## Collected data
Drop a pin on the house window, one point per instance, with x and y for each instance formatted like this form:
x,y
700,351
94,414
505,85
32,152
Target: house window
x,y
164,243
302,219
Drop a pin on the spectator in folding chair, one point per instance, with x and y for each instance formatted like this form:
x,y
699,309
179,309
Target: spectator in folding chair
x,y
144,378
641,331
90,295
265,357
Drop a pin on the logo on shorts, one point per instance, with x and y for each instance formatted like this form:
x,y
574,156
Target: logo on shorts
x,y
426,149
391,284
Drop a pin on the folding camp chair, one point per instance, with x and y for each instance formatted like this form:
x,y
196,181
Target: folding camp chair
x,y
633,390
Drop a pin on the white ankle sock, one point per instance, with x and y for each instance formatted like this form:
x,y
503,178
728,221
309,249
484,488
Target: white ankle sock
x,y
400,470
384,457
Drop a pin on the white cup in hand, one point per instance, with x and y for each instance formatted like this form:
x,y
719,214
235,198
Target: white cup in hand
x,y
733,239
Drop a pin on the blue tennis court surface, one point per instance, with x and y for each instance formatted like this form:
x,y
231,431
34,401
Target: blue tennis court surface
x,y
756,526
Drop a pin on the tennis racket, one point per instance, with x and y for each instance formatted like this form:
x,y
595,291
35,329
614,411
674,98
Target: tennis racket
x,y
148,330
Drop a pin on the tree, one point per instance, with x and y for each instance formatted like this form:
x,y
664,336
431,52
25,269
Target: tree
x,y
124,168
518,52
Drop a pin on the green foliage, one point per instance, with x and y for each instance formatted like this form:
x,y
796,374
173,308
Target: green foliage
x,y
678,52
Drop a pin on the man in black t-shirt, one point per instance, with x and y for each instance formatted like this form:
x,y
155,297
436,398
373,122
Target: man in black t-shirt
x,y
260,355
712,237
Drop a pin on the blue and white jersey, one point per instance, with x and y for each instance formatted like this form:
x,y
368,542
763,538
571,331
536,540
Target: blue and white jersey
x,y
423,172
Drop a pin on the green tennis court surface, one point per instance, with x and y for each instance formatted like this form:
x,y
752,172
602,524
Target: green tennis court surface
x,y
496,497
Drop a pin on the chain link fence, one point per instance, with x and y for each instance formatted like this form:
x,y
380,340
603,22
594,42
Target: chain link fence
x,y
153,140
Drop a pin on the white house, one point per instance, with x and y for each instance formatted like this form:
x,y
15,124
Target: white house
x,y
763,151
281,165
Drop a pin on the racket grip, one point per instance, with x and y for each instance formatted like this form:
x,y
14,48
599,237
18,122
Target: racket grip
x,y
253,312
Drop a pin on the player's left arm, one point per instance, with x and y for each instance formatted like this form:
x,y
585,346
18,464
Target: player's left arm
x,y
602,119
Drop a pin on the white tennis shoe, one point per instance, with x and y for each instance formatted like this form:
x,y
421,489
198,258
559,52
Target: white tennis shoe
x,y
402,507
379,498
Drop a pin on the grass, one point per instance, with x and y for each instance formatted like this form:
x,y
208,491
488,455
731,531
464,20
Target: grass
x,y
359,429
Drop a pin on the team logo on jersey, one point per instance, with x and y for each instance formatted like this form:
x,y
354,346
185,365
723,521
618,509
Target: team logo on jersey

## Written task
Each entry above is to be printed again exactly.

## Worked answer
Drop a pin on the house window, one point per instance, with x and y for each instance formatted like this form:
x,y
700,351
94,414
505,85
32,152
Target: house window
x,y
164,243
302,219
Drop a pin on the spectator in folding chair, one point per instance, with x and y for each instance formatted like this form:
x,y
699,309
179,309
Target: spectator in folding chair
x,y
144,378
641,331
90,295
265,357
Drop a pin on the logo on shorts, one point per instance, with x and y for each instance formatted like this form:
x,y
574,156
Target: logo on shorts
x,y
426,149
391,284
Drop a pin on the folding camp chair, one point per instance, with x and y for each instance formatted like this form:
x,y
196,181
Target: folding camp chair
x,y
633,390
Drop a pin on the white ankle sock, one point per instance, with x and y for each instance formatted like this form:
x,y
503,178
728,221
309,249
484,488
Target: white ankle sock
x,y
400,470
384,457
Drop a pin on the white cup in hand, one point per instance, with x and y for each instance formatted like this form:
x,y
719,214
235,198
Target: white cup in hand
x,y
733,239
Drop a pin on the blue tennis court surface, one point per instance, with x and y for each instance formatted like this form:
x,y
231,431
34,401
Target: blue tennis court surface
x,y
756,526
Drop a pin on the tennis racket, one point per instance, with x and y for each instance formatted like this form:
x,y
595,291
35,329
614,411
674,98
Target: tennis racket
x,y
148,330
Drop a pin on the tree, one point per instance, with x and y for each instance formatted like this form:
x,y
664,336
431,52
25,269
Target: tree
x,y
124,168
518,52
Drop a pin on the green foliage, one point per instance, with x and y for each instance formatted like this form:
x,y
796,374
173,308
Target: green foliage
x,y
678,52
Drop a pin on the man in black t-shirt, one point per instance, with x and y for each instance formatted like this form:
x,y
155,297
436,398
373,122
Target: man in black t-shirt
x,y
260,355
712,237
Drop a pin on the blue and white jersey, one point per instance, with x and y for each instance formatted like this form:
x,y
368,542
763,538
571,331
536,540
Target: blue and white jersey
x,y
423,172
Drop a pin on the green tennis court surface, one point per instance, with x and y for each instance formatted like this form:
x,y
752,172
602,524
Target: green tennis court surface
x,y
496,497
Drop a pin on the chain link fence, one point per instance, with x and y for each instance formatted like this form:
x,y
380,340
603,22
594,42
Target: chain link fence
x,y
153,140
Drop a pin on the white house, one point per instance, with x and y for each instance formatted like this form:
x,y
15,124
Target: white house
x,y
763,151
281,165
Drop a pin on the racket grip, one point per instance, with x and y for each instance formatted like this form:
x,y
14,48
599,237
18,122
Target: racket grip
x,y
253,312
Drop a pin on the player's left arm, one point per instance, with x and y for each instance formatted like this form:
x,y
585,346
18,464
Target: player's left arm
x,y
602,119
Drop a pin on the white tennis shoe, one point per instance, with x and y for each instance formatted like this form:
x,y
421,489
198,258
559,52
Target: white tennis shoe
x,y
402,507
379,498
Drop a pin on the grass, one point per instance, with x and y for each instance formatted like this form:
x,y
208,491
488,455
731,531
464,20
Target: grass
x,y
359,429
Drop a pin on the team logo on jersey, one point per instance, with x and y for each instance formatted like this form:
x,y
354,346
185,365
723,521
618,509
Target: team logo on jersey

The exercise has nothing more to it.